# WHAT TO DO:
1. Copy the Crazy Town interview word for word from "You've undergone some" to "is Crazy Town.".
2. Continue the Crazy Town interview from its final sentence onward.

# DOCUMENT EXTRACT:
You've undergone some lineup changes since The Gift of Game
The pivotal one is our new drummer. Kyle Hollinger was in a band called Shuvel, and they came on the road opening for us right when "Butterfly" started blowing up. We used to watch him play every night and say, "Oh my God, this kid is so dope." We have a lot of serendipity in the history of this band. We were about to go and record the album with another drummer. Kyle had already been by the studio, playing on some tracks and really lighting them up. And I was thinking that maybe we should have just went with Kyle, then all of a sudden the phone rang, and it was Kyle. He's been down ever since. We were really good friends before he was ever in the band, and he's the final piece of the puzzle - this is Crazy Town.

I was listening to the new album, and I noticed a lot of variety in the songs, from slower tracks like "Sorry" to much heavier ones like "Battle Cry." How important is it for you and the band to mix things up and play with listeners' expectations?
It's a very natural thing for us, because we would never want to make a record of two hit songs and then 10 worse versions of those two songs. We want to make records like they used to back in the day - something you'll listen to from beginning to end. It wasn't just about singles, it was about the album - we're trying to make albums. One of the coolest things about Crazy Town is that we're not afraid to write any song; that's why there's songs like "Butterfly" and "Sorry," but there's also songs like "Battle Cry" and "Take It to the Bridge." We're gonna do whatever feels right, and if the six of us think something's good, then it's going on the record. It's a free and open process. When we got to the end of the record, Howard Benson said, "I don't know. It still seems all over the place to me." But then I got in my car and started listening to Ziggy Stardust…that album sounds like a mixed tape. Bowie had 10 different voices on that, and that's one of my favorite records ever. Those are the kind of records we're trying to make.

# DATA EXCERPTS:
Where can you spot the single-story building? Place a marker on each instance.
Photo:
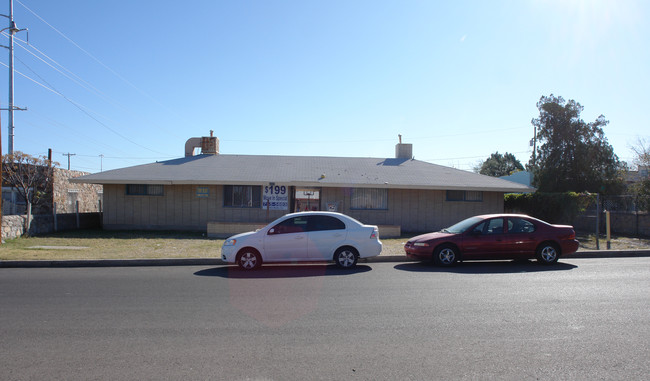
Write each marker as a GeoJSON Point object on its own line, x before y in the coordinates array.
{"type": "Point", "coordinates": [225, 194]}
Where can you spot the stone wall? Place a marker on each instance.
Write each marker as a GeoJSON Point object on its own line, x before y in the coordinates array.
{"type": "Point", "coordinates": [65, 193]}
{"type": "Point", "coordinates": [14, 226]}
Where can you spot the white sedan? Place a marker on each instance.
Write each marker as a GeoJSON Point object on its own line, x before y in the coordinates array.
{"type": "Point", "coordinates": [304, 236]}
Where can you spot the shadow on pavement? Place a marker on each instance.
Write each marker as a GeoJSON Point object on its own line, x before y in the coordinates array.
{"type": "Point", "coordinates": [485, 267]}
{"type": "Point", "coordinates": [282, 271]}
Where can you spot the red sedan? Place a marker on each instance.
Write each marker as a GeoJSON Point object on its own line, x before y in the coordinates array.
{"type": "Point", "coordinates": [494, 236]}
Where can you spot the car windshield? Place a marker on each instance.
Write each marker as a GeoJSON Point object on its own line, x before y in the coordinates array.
{"type": "Point", "coordinates": [462, 226]}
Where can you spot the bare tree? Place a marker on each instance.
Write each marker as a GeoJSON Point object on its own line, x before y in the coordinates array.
{"type": "Point", "coordinates": [31, 176]}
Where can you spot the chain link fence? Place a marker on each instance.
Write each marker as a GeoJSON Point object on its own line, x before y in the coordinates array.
{"type": "Point", "coordinates": [628, 216]}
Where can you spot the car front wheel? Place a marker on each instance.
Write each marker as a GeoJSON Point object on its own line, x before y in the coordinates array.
{"type": "Point", "coordinates": [445, 255]}
{"type": "Point", "coordinates": [346, 257]}
{"type": "Point", "coordinates": [249, 259]}
{"type": "Point", "coordinates": [547, 253]}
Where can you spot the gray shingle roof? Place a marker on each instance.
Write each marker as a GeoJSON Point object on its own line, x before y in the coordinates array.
{"type": "Point", "coordinates": [303, 171]}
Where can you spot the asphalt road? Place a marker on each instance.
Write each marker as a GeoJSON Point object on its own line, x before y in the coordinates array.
{"type": "Point", "coordinates": [581, 319]}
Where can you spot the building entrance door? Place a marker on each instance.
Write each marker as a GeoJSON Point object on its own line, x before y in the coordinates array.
{"type": "Point", "coordinates": [307, 199]}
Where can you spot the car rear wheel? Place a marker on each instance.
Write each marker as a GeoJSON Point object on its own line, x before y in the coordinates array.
{"type": "Point", "coordinates": [445, 255]}
{"type": "Point", "coordinates": [346, 257]}
{"type": "Point", "coordinates": [548, 253]}
{"type": "Point", "coordinates": [249, 259]}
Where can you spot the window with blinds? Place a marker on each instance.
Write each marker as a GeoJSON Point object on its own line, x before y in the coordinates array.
{"type": "Point", "coordinates": [369, 199]}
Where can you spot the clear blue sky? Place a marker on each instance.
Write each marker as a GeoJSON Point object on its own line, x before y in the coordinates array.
{"type": "Point", "coordinates": [133, 80]}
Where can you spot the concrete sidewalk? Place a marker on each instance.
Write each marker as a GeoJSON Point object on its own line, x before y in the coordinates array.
{"type": "Point", "coordinates": [219, 262]}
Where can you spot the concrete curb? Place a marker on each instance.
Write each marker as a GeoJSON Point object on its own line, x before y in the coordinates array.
{"type": "Point", "coordinates": [219, 262]}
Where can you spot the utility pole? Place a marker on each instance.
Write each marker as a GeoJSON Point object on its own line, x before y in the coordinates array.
{"type": "Point", "coordinates": [12, 31]}
{"type": "Point", "coordinates": [68, 155]}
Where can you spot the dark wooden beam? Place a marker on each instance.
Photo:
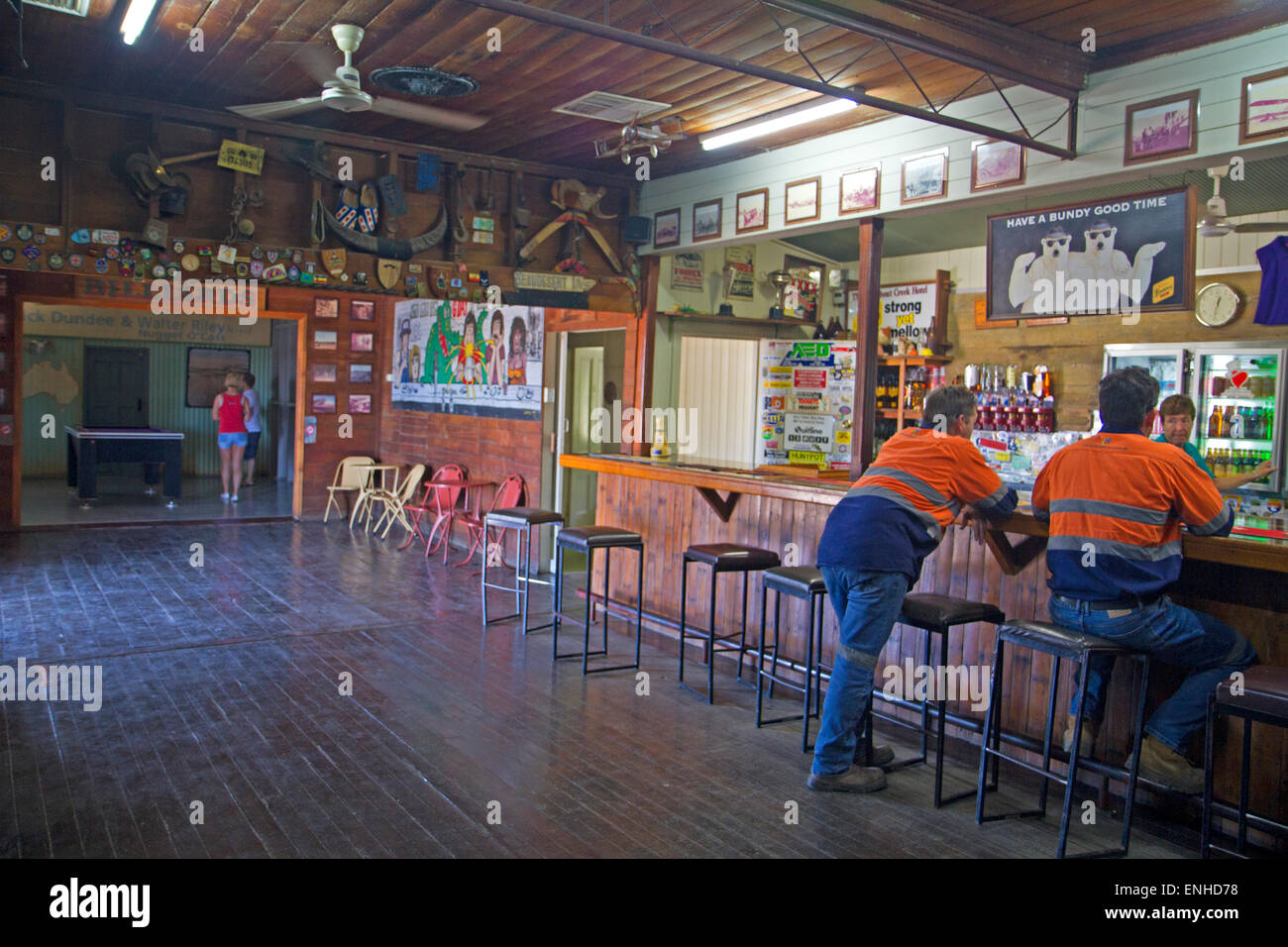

# ANSWERS IN ORDER:
1.
You've undergone some lineup changes since The Gift of Game
The pivotal one is our new drummer. Kyle Hollinger was in a band called Shuvel, and they came on the road opening for us right when "Butterfly" started blowing up. We used to watch him play every night and say, "Oh my God, this kid is so dope." We have a lot of serendipity in the history of this band. We were about to go and record the album with another drummer. Kyle had already been by the studio, playing on some tracks and really lighting them up. And I was thinking that maybe we should have just went with Kyle, then all of a sudden the phone rang, and it was Kyle. He's been down ever since. We were really good friends before he was ever in the band, and he's the final piece of the puzzle - this is Crazy Town.

2.
"Butterfly," obviously, was a big hit and helped your last album, The Gift of Game, sell over 2 million albums worldwide. Would you say having a song blow up so huge, so fast to be a blessing or a curse?
I would say both, but more of a blessing than a curse, because it gave us the opportunity to tour the entire world. There are millions of people who know who we are and care about our music. It gave us the opportunity to make this record, which is like the record that any musician would dream about being able to make - we didn't have to cut any corners. It's much more of a blessing than a curse. The curse aspect of it, though, is that when anything becomes that big, there's going to be people who have to come off it. Our fans who helped blow Crazy Town up and bought the record when they heard "Darkside" and "Toxic," some of them [dropped off] when "Butterfly" crossed over. We don't write pop songs, it just went there. That wasn't up to us, that was the power of the song - it had legs of its own. It did what it did, and I think we turned a lot of people on to some different music who weren't listening to stuff like Crazy Town. I used to say that I thought it was cool that we were in the Top 5 taking out Britney Spears and *NSYNC because maybe those kids will hear our record, hear a Deftones song and go out and buy one of their records - that's cool! But we had to bear the brunt of being the band that crossed over. That's the curse side of it, but I wouldn't change a thing. I'm still making music for a living, and the band is such a family, that we're down for it to be the six of us against the world - bring it on.